**WHAT YOU NEED TO DO:**
Return each line of the records below that contains the word "instance".

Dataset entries
•••

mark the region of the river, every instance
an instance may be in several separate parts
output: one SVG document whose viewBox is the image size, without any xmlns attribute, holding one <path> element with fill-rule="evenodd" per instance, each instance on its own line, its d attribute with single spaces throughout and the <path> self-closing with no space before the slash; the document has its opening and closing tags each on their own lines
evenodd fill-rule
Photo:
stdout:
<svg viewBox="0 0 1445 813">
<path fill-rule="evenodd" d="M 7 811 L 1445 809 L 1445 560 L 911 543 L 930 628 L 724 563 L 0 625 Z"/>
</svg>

•••

**SOLUTION FOR THIS EXERCISE:**
mark the region of the river, every instance
an instance may be in several separate parts
output: one SVG document whose viewBox is the image size, without any xmlns attribute, holding one <path> element with fill-rule="evenodd" per instance, each instance on its own line, its d attribute with single spaces throughout and the <path> self-closing with no space before the slash; the document has its opening and closing tags each on their own lines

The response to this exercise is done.